Copy every one of the records below word for word, omitting the pictures.
-- Records to use start --
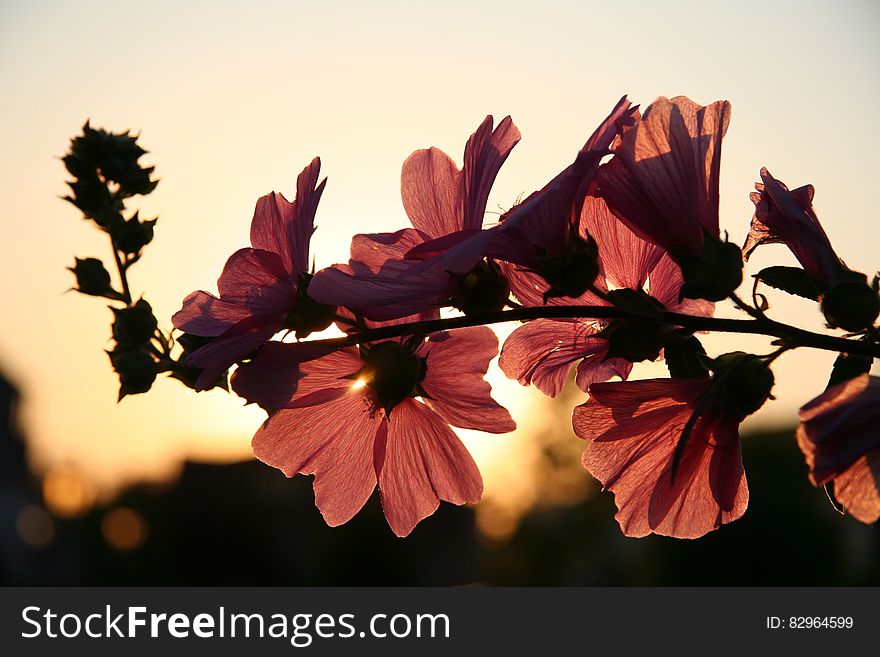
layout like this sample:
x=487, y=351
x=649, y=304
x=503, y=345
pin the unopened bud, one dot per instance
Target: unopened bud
-- Records to use end --
• **Answer for the task**
layout like this sample:
x=487, y=351
x=649, y=304
x=503, y=345
pin the unopened bud, one dot per instance
Target: unopened bud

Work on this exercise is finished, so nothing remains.